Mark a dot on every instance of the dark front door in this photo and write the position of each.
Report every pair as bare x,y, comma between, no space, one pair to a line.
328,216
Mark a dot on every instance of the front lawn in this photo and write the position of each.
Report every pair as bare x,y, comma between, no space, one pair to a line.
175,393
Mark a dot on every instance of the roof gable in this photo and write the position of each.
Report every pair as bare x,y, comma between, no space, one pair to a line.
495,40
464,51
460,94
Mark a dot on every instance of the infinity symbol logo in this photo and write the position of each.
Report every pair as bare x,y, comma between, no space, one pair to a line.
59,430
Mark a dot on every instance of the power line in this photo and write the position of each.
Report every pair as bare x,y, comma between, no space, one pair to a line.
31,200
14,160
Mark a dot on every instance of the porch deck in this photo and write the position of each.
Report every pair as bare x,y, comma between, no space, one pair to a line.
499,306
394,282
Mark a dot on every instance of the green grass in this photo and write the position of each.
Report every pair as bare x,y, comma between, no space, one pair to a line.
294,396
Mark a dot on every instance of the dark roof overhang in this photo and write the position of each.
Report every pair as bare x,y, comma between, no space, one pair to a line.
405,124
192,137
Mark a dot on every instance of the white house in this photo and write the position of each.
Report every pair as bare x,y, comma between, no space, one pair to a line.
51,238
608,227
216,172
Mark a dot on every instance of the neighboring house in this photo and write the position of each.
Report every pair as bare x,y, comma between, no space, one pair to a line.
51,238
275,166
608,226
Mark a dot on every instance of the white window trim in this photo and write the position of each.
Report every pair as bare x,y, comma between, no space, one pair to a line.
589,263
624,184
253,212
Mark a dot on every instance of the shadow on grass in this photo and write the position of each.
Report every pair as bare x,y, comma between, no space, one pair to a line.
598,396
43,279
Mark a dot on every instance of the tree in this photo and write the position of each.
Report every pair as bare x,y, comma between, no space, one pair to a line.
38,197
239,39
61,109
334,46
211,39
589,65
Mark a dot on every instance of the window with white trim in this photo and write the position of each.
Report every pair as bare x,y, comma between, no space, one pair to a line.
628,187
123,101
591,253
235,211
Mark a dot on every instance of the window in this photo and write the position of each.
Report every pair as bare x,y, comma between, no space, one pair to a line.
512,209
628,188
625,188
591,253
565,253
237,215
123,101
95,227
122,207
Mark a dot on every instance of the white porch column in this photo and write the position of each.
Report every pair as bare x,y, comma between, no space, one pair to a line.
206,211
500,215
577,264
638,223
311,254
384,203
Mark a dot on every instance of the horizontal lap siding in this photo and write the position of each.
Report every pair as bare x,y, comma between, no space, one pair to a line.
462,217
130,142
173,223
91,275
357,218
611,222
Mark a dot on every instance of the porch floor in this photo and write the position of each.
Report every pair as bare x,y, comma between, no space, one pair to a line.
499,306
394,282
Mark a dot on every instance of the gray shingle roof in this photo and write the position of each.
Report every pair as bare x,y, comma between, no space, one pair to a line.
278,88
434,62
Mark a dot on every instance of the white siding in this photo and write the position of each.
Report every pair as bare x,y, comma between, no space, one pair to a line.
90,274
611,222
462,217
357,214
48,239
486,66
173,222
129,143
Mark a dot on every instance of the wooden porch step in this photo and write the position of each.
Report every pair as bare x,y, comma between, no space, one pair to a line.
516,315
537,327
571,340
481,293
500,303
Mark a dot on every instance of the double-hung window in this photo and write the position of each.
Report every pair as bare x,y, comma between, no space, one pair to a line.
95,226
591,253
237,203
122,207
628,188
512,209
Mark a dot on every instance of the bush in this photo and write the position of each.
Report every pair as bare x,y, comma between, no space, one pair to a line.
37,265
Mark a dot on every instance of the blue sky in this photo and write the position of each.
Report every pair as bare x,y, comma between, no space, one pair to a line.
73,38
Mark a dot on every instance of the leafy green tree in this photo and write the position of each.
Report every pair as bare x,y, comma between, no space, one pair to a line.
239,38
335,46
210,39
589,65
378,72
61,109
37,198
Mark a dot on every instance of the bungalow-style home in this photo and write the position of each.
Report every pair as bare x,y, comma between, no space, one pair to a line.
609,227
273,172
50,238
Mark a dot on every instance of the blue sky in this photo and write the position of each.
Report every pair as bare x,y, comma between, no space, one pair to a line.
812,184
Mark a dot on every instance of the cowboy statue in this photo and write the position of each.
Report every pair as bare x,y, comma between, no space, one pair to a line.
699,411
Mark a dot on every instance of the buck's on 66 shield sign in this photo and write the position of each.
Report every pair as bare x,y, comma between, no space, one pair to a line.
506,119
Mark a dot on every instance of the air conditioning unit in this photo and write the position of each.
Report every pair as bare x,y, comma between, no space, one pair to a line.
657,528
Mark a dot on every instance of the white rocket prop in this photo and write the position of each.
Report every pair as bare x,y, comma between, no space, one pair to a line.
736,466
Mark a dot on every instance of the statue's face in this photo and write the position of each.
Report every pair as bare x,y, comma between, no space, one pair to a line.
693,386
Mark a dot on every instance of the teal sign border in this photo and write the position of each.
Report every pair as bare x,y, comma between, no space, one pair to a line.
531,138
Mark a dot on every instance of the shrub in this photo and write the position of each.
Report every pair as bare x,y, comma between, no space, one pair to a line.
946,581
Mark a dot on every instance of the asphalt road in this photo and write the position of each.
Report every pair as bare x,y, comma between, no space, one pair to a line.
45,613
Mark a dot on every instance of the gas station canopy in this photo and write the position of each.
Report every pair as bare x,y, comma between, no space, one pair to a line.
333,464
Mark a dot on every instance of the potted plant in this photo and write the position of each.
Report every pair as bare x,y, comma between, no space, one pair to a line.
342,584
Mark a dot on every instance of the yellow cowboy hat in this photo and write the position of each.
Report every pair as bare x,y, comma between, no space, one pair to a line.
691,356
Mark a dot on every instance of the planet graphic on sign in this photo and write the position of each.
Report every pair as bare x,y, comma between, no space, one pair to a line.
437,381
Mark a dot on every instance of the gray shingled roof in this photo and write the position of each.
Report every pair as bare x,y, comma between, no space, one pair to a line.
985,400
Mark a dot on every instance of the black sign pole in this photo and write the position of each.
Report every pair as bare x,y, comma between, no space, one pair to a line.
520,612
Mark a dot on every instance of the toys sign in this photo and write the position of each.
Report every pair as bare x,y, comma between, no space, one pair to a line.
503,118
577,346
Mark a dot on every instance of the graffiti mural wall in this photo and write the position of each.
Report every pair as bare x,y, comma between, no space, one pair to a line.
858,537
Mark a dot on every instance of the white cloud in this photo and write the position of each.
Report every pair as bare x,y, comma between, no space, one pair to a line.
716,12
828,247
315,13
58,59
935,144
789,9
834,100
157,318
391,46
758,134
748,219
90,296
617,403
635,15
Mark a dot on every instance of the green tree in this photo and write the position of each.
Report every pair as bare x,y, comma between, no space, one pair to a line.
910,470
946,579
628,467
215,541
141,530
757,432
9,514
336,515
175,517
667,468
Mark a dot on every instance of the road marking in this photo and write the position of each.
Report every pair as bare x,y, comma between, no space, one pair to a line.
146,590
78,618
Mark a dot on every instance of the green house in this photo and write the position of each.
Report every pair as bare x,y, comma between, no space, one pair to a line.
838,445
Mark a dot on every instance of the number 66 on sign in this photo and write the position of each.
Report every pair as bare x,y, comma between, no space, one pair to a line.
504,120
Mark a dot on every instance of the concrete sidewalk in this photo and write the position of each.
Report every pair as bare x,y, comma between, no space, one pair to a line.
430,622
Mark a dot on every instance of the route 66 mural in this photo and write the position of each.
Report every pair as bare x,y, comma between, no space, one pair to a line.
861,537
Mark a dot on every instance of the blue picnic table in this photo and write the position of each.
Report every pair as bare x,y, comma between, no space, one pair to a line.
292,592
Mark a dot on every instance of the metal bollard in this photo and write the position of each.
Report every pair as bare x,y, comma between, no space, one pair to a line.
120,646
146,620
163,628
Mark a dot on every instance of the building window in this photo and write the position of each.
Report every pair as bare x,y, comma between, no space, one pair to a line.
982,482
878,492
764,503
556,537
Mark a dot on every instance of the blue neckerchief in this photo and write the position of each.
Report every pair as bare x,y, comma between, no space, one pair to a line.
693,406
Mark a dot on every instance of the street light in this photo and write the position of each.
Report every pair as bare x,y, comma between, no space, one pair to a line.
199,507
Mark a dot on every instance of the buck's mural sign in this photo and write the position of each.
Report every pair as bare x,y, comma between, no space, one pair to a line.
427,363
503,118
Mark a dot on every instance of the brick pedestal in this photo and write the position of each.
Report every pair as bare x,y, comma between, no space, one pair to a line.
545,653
· · · ·
## Goal
Copy out the lines starting at the one containing "Mark a dot on every instance of the blue neckerchief" and ending with the last line of the entries. Include nothing else.

## Answer to this problem
Mark a dot on every instance of the blue neckerchief in this photo and write the position of each.
Report every pair as bare x,y, comma between, no space, one pair to a line.
693,406
Mark a dot on every instance of the street light in this photo and write the position of each.
Report every pair as bare x,y, comma between, no space, one pair to a line.
199,507
Mark a dot on every instance of the buck's mural sign in this photo and write the position of each.
Report every pair as bare x,y, comma between, no space, one pair to a line.
427,363
503,118
Mark a dot on every instance of the brick pedestal in this photo and write the position of each.
Report every pair as bare x,y, comma between, no space, one pair to a line.
545,653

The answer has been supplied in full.